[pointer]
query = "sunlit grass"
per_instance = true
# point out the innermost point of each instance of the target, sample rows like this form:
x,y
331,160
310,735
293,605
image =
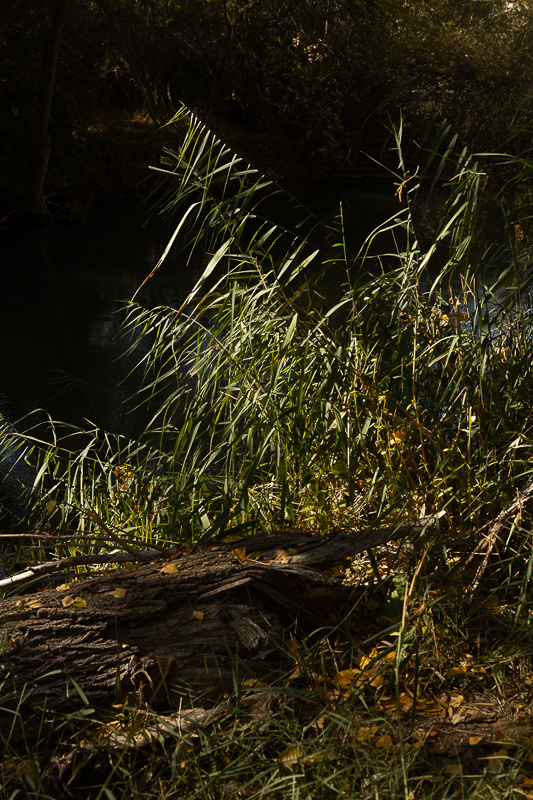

+===+

### SHORT TASK
Rewrite the listing above, swapping "sunlit grass" for "shaded grass" and keeping every other line as it is. Leave the picture out of your answer.

### RESPONSE TO THE TASK
[pointer]
query = "shaded grass"
per_instance = true
# point out the innermost point of each instance of the target, sample rows like this form:
x,y
331,160
310,735
293,605
image =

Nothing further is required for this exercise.